DATA FOR THIS EXERCISE:
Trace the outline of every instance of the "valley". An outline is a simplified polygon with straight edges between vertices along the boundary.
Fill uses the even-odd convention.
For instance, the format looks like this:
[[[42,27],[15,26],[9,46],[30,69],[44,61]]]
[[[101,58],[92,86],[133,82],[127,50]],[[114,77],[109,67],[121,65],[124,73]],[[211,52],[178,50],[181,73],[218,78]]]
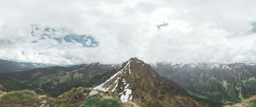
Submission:
[[[219,107],[255,95],[255,69],[241,63],[148,64],[132,58],[116,65],[95,63],[0,72],[0,90],[29,90],[56,99],[81,87],[140,107]]]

EXERCISE DIRECTIONS: Present every line of the material above as a numbered list, skipping blank lines and leaving out any pictures.

PROBLEM SOLUTION:
1. Trace the outline of every instance of the "valley". An outline is a simplified polygon with straight edges between vertices along the boundary.
2. Fill uses the even-odd convention.
3. For instance, the format looks like this:
4. [[[42,27],[15,26],[9,46],[30,69],[44,61]]]
5. [[[101,58],[92,86],[133,82],[127,50]],[[114,77],[109,67],[121,65],[124,73]],[[211,52],[178,50],[181,73],[218,78]]]
6. Submission:
7. [[[219,107],[255,95],[255,69],[241,63],[148,64],[132,58],[116,65],[95,63],[0,72],[0,90],[29,90],[56,99],[81,87],[140,107]]]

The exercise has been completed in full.